### [Directive]
Reproduce the part of the material that opens with the line containing "the blurred tree" and closes with the line containing "[(567, 306), (308, 334)]", substituting "rolled-up sleeve" for "long sleeve" and keeping every other character as it is.

### [Task material]

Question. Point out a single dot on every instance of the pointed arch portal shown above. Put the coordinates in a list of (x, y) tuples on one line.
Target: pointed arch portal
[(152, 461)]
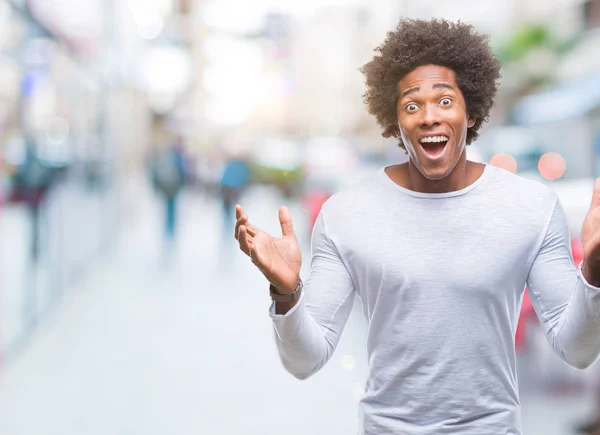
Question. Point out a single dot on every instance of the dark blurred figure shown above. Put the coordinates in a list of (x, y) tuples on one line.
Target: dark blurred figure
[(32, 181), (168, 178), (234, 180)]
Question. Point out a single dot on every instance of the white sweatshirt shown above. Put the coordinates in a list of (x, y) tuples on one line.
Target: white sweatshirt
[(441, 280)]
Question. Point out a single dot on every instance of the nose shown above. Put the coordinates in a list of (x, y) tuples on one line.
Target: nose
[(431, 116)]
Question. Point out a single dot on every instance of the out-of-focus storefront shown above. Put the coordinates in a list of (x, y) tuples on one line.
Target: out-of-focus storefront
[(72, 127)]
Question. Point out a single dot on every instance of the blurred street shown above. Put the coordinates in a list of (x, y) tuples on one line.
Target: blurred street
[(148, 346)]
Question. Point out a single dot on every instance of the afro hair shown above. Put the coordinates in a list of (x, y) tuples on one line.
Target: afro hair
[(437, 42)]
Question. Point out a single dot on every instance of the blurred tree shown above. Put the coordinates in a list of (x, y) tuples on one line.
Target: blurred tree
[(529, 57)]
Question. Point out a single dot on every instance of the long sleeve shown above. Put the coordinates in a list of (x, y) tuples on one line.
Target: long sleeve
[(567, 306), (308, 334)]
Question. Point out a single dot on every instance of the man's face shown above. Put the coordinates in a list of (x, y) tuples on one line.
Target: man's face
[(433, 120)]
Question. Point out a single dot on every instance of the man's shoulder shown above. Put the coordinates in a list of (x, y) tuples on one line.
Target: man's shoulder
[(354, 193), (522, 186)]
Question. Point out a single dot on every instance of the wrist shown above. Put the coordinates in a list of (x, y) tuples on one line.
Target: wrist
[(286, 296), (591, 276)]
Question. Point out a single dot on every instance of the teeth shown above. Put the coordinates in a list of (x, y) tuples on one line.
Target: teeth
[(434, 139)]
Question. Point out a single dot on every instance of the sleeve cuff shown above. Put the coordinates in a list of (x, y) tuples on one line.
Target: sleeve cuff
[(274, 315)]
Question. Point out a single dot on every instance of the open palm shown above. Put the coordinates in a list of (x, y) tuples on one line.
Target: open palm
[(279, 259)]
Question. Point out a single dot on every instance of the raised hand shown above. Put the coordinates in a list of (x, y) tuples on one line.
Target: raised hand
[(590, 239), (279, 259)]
==
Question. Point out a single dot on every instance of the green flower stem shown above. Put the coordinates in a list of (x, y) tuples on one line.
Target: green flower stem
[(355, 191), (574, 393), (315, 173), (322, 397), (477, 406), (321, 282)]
==
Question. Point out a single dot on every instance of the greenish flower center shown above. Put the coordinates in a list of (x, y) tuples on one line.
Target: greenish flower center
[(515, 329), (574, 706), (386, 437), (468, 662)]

### [Answer to the exercise]
Question. Point out a single dot on every instance of the blurred tree shown above. Put the coordinates in a list of (x, y) tuples on one line.
Target: blurred tree
[(529, 57)]
Question. Point out a single dot on every instance of the rolled-up sleeve shown above. Put the coordinates in a list of (x, y) tuples on one line.
Target: rolled-up sleeve
[(567, 306), (308, 334)]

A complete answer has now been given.